§ STATED TASK: Could you pull out everything from the start of the lines down to the one containing "<instances>", copying each one word for word? Leave the pictures out of your answer.

(Picture annotation lines)
— start —

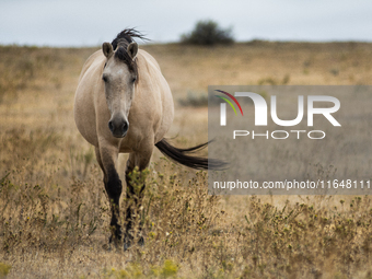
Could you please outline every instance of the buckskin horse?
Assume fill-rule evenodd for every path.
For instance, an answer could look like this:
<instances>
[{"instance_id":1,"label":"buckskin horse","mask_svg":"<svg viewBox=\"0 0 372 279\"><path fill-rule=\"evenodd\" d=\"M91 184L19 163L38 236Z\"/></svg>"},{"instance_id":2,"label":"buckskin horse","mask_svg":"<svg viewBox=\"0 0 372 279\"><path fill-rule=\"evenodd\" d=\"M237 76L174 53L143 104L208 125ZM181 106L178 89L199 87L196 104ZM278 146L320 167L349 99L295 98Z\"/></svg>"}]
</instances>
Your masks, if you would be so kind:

— end —

§ TASK ANSWER:
Could you please outline every instance of the buckskin horse?
Assume fill-rule evenodd for every path.
For instance, an answer could look like this:
<instances>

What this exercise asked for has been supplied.